| GIVEN EXERCISE 1 |
Copy out the text on helping a struggling reader in full, word for word.
| GIVEN EXERCISE 2 |
Rewrite the listing from its first line through the line that contains "point(361, 374)", swapping "thin cloud" for "wispy cloud" and leaving everything else unchanged.

It can also help a struggling reader to have some privacy, particularly from annoying or smug siblings.  And even if they are finding reading hard, there is always something they are doing right. Look for small things that they are succeeding at, and point them out to the child.

Here are a few practical ideas that you may find helpful.

  1. 1.      Make reading comfortable and special.
  • Try to make sure the place you reading in is quiet, and warm, well lit, and generally comfortable.
  • Create a special place for your child’s books – decorate a box, or shelf – or a personalised nameplate for their own books.

 2.      Bring reading and stories into everyday life.

  • Read books in front of them and talk about what you have read recently, or stories you remember from your childhood. Teel them what you like about your books and ask their thoughts or opinions about the stories they are reading. Discuss the ideas or themes within the stories. Sometimes you can pause as they’re reading to ask what they think will happen next or why the characters acted as they did or what they would have done in that situation. You want to encourage interest in the story rather than just focusing on the mechanics of reading.
  • Encourage them to read road signs, games manuals, instructions, recipes, menus, magazines, backs of cereal packets, even internet pages on a topic that interests them.
  • Look out for topical stories – at Christmas or Easter time, or about the seaside in the summer, or places you have been or are going, or to do with particular events, such as the World Cup or the Olympics.

 3.      Make reading interesting and fun.

  • Try having a Story Tea or Story Bath, or make a Reading Den or try reading in your bed on Sunday morning, as a special treat.

| STORED RECORDS |
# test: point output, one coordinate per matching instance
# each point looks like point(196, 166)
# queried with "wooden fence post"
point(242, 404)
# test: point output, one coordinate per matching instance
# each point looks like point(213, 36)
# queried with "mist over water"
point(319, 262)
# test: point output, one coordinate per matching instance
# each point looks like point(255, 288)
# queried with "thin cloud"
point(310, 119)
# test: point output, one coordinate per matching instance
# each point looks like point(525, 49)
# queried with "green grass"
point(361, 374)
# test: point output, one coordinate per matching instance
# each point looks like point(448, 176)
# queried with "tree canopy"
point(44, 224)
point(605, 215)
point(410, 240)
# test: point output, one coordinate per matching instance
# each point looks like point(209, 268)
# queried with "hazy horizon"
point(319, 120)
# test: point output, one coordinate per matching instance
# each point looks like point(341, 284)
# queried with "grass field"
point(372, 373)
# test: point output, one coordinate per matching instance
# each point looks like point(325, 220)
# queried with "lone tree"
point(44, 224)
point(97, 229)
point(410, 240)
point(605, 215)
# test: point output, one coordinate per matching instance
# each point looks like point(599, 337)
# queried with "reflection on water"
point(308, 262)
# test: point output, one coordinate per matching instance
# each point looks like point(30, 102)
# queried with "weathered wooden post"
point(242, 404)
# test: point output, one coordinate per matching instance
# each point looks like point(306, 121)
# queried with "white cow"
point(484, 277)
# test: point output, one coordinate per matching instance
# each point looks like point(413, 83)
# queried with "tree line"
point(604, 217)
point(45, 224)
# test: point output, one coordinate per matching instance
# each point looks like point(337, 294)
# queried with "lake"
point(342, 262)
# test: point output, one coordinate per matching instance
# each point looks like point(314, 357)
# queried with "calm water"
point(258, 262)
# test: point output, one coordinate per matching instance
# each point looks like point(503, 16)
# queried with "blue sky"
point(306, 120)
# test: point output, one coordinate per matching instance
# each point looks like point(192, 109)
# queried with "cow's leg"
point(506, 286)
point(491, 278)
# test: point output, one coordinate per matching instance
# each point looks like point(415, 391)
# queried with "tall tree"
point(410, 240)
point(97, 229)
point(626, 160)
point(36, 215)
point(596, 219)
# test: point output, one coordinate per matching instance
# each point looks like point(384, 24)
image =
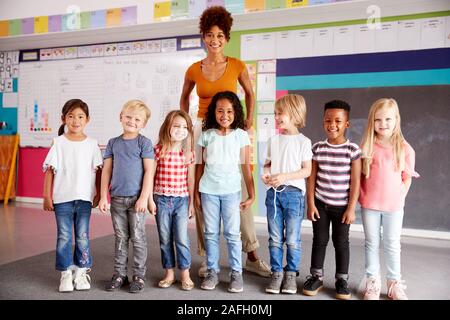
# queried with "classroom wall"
point(35, 189)
point(17, 9)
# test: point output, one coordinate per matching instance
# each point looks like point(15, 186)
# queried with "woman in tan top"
point(216, 73)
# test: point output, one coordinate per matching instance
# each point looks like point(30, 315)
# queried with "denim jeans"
point(68, 215)
point(284, 220)
point(217, 208)
point(128, 225)
point(172, 221)
point(321, 235)
point(392, 229)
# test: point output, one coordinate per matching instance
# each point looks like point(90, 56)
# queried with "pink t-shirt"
point(384, 190)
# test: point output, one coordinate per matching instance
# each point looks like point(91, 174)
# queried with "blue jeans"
point(223, 207)
point(68, 215)
point(284, 220)
point(392, 229)
point(172, 220)
point(129, 225)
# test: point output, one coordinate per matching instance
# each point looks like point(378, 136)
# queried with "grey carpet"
point(425, 266)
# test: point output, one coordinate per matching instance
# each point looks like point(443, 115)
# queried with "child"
point(333, 189)
point(70, 190)
point(287, 165)
point(129, 166)
point(174, 195)
point(225, 145)
point(388, 165)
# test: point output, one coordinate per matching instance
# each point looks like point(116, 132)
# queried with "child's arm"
point(146, 197)
point(104, 186)
point(48, 188)
point(248, 178)
point(280, 178)
point(98, 181)
point(266, 173)
point(407, 184)
point(312, 213)
point(191, 188)
point(199, 168)
point(355, 176)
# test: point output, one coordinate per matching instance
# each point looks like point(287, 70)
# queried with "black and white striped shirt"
point(334, 168)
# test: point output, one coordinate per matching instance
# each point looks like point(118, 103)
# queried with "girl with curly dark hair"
point(225, 146)
point(218, 72)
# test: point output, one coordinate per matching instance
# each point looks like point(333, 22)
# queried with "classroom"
point(109, 52)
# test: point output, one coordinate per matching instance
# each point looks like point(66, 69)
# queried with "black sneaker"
point(342, 290)
point(137, 285)
point(116, 282)
point(312, 285)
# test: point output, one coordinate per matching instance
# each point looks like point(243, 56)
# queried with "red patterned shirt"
point(171, 177)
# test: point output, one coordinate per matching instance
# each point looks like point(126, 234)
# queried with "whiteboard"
point(105, 84)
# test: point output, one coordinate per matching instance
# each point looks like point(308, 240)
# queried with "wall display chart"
point(105, 84)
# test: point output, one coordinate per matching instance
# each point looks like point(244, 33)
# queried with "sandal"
point(166, 283)
point(187, 285)
point(137, 285)
point(116, 282)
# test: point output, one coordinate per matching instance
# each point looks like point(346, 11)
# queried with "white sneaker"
point(66, 282)
point(396, 290)
point(373, 288)
point(82, 279)
point(203, 270)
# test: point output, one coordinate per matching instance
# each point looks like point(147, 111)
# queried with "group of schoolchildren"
point(325, 179)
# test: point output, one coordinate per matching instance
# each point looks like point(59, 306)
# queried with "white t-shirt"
point(74, 164)
point(222, 174)
point(286, 154)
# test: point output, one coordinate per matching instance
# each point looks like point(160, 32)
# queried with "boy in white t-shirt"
point(288, 163)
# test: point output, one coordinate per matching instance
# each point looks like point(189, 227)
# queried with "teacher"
point(216, 73)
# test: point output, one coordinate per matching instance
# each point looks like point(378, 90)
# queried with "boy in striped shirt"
point(332, 193)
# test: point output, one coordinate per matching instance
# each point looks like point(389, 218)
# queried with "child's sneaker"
point(259, 267)
point(236, 282)
point(137, 285)
point(275, 283)
point(66, 282)
point(290, 283)
point(117, 281)
point(211, 280)
point(203, 270)
point(373, 288)
point(396, 290)
point(342, 290)
point(312, 285)
point(82, 280)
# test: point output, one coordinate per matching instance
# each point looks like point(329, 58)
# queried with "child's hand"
point(48, 204)
point(348, 217)
point(152, 207)
point(246, 204)
point(103, 205)
point(266, 179)
point(95, 201)
point(141, 205)
point(191, 210)
point(313, 213)
point(277, 179)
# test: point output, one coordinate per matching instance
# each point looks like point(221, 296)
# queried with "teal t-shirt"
point(222, 174)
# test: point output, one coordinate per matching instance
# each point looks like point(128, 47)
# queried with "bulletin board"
point(105, 84)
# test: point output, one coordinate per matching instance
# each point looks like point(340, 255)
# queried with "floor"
point(27, 231)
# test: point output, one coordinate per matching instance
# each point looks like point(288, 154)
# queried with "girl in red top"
point(173, 195)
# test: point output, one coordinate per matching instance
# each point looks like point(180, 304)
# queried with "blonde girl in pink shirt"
point(388, 166)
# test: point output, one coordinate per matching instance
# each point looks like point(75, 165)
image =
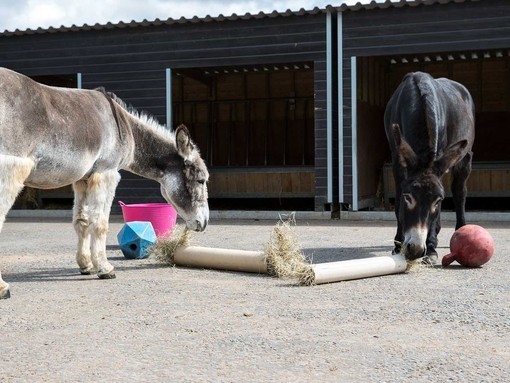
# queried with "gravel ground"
point(172, 324)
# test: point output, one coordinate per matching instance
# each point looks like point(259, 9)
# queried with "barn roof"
point(362, 5)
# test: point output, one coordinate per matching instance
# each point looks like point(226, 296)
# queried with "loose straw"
point(282, 256)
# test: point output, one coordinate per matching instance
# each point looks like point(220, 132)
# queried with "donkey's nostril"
point(200, 226)
point(413, 251)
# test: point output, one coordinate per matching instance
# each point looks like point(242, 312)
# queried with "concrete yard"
point(155, 323)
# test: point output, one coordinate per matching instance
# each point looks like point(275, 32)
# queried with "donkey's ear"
point(406, 155)
point(183, 141)
point(451, 155)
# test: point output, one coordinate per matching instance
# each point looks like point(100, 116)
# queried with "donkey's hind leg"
point(93, 199)
point(13, 173)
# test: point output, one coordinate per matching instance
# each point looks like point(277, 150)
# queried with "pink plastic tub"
point(162, 216)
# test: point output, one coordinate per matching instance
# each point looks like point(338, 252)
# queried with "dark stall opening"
point(486, 74)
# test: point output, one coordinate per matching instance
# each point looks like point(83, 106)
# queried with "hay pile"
point(284, 258)
point(164, 249)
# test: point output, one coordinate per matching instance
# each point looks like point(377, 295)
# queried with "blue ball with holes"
point(135, 239)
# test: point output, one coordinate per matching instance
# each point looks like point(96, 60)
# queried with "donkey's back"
point(64, 132)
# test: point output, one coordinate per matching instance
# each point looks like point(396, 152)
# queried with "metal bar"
point(340, 70)
point(168, 98)
point(329, 109)
point(354, 133)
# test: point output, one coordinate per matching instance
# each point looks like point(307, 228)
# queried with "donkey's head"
point(186, 187)
point(421, 192)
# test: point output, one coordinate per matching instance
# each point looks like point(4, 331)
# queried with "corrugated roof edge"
point(157, 22)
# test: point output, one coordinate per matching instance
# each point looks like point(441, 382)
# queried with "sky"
point(24, 14)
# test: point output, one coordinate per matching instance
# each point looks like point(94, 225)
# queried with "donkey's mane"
point(428, 95)
point(147, 120)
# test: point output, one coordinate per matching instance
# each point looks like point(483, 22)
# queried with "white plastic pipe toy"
point(358, 268)
point(223, 259)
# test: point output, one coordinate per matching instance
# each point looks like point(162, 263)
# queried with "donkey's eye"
point(409, 199)
point(437, 202)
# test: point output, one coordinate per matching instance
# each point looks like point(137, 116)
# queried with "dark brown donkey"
point(430, 128)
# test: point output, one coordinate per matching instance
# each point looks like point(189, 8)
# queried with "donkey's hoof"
point(110, 275)
point(88, 271)
point(429, 259)
point(4, 294)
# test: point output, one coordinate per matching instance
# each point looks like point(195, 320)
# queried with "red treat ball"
point(471, 246)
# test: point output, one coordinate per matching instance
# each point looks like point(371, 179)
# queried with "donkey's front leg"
point(92, 220)
point(460, 175)
point(82, 227)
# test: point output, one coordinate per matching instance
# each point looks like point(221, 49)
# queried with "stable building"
point(287, 107)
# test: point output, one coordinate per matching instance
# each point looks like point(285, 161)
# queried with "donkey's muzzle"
point(200, 226)
point(413, 251)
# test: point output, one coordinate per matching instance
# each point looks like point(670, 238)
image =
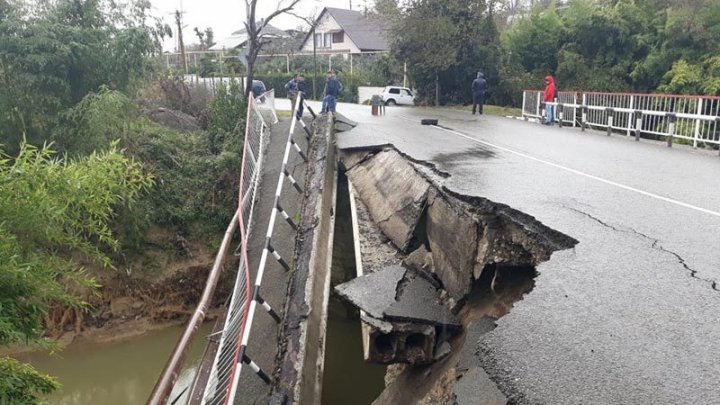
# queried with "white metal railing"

| EXPECTED ANSWER 1 |
It can also help a struggling reader to have some privacy, particularly from annoying or smug siblings.  And even if they are finding reading hard, there is always something they are doing right. Look for small things that they are succeeding at, and point them out to the child.

Here are a few practical ideas that you may find helpful.

  1. 1.      Make reading comfortable and special.
  • Try to make sure the place you reading in is quiet, and warm, well lit, and generally comfortable.
  • Create a special place for your child’s books – decorate a box, or shelf – or a personalised nameplate for their own books.

 2.      Bring reading and stories into everyday life.

  • Read books in front of them and talk about what you have read recently, or stories you remember from your childhood. Teel them what you like about your books and ask their thoughts or opinions about the stories they are reading. Discuss the ideas or themes within the stories. Sometimes you can pause as they’re reading to ask what they think will happen next or why the characters acted as they did or what they would have done in that situation. You want to encourage interest in the story rather than just focusing on the mechanics of reading.
  • Encourage them to read road signs, games manuals, instructions, recipes, menus, magazines, backs of cereal packets, even internet pages on a topic that interests them.
  • Look out for topical stories – at Christmas or Easter time, or about the seaside in the summer, or places you have been or are going, or to do with particular events, such as the World Cup or the Olympics.

 3.      Make reading interesting and fun.

  • Try having a Story Tea or Story Bath, or make a Reading Den or try reading in your bed on Sunday morning, as a special treat.

| EXPECTED ANSWER 2 |
# test: point output, one coordinate per matching instance
# each point looks like point(196, 166)
# queried with "wooden fence post"
point(242, 404)
# test: point output, one coordinate per matching instance
# each point looks like point(213, 36)
# queried with "mist over water"
point(319, 262)
# test: point output, one coordinate per matching instance
# each point looks like point(255, 288)
# queried with "wispy cloud"
point(310, 119)
# test: point output, one coordinate per matching instance
# each point looks like point(525, 49)
# queried with "green grass"
point(361, 374)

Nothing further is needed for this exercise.